(SELECTED EXCERPT)
------------------------------------

Save the Children estimates that 90% of schools have been flattened to the ground  in Gorkha (the epicenter of the quake). The Government of Nepal has mandated that schools reopen on May 30, 2015.  Even though some schools are in good physical condition or can be operational with minor repairs, most students have suffered greatly: some have lost family, others property, and definitely all have felt the fear resulting from the earthquakes.
 
0 (2)School leaders and teachers are anxious about what to do when students finally start coming into the classrooms. How will the teachers deal with the students? Will they be able to answer their questions? Will the children be interested in their studies, and will they be able to focus in the classrooms? What are the essential steps institutions such as schools that deal with the most vulnerable population need to take?  How does one address the trauma that teachers and students carry into the classroom before regular lessons resume? These are questions that most schools, even in the relatively better-off and well-resourced Kathmandu, are ill-prepared to address.
 
Naulo Margha is a package of lesson plans that help schools ease students back into regular activities even as they resource them to cope with the inevitable trauma resulting from the earthquake. It is also a long term intervention that seeks to change the way teaching and learning happens in Nepal. Naulo Margha consists of three parts:
  1. a week long series of of post-earthquake focused lessons that focus on preventative mental health and reintegration of students into normal school activities
  2. a year long calendar of continuing events that help children move forward from the quake.

------------------------------------

(WHAT THIS EXERCISE ASKS)
(a) Name every place mentioned in the passage on reopening schools after the Nepal earthquake.
(b) Please copy the passage on reopening schools after the Nepal earthquake word for word, starting with "Naulo Margha is" and going on through "from the quake.".

------------------------------------

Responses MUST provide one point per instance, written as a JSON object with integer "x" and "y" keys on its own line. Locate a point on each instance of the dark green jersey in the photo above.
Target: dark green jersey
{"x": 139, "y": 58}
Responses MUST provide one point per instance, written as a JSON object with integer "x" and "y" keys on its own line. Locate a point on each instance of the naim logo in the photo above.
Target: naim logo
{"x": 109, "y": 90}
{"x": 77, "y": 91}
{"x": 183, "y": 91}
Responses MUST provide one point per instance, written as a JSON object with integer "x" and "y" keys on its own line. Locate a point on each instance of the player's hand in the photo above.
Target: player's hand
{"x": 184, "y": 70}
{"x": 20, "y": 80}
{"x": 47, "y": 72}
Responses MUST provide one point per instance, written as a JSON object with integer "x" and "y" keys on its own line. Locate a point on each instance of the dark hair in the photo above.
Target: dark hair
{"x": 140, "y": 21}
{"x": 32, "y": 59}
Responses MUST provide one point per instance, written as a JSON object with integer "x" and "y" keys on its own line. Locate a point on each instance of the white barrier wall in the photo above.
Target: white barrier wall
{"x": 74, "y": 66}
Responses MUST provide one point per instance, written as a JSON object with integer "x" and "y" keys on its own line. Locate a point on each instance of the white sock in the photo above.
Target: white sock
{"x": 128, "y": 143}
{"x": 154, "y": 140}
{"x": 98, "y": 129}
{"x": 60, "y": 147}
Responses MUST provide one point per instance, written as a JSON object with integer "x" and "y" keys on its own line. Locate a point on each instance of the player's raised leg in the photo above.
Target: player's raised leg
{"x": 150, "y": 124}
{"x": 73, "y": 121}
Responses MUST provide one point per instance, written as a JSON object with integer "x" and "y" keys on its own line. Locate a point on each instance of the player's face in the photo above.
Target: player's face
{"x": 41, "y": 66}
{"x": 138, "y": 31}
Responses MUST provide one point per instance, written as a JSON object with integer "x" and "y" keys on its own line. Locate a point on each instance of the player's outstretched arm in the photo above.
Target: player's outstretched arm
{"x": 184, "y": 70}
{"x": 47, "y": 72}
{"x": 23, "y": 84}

------------------------------------

(THE REPLIES)
(a) Gorkha, Nepal, Kathmandu

(b)
Naulo Margha is a package of lesson plans that help schools ease students back into regular activities even as they resource them to cope with the inevitable trauma resulting from the earthquake. It is also a long term intervention that seeks to change the way teaching and learning happens in Nepal. Naulo Margha consists of three parts:
  1. a week long series of of post-earthquake focused lessons that focus on preventative mental health and reintegration of students into normal school activities
  2. a year long calendar of continuing events that help children move forward from the quake.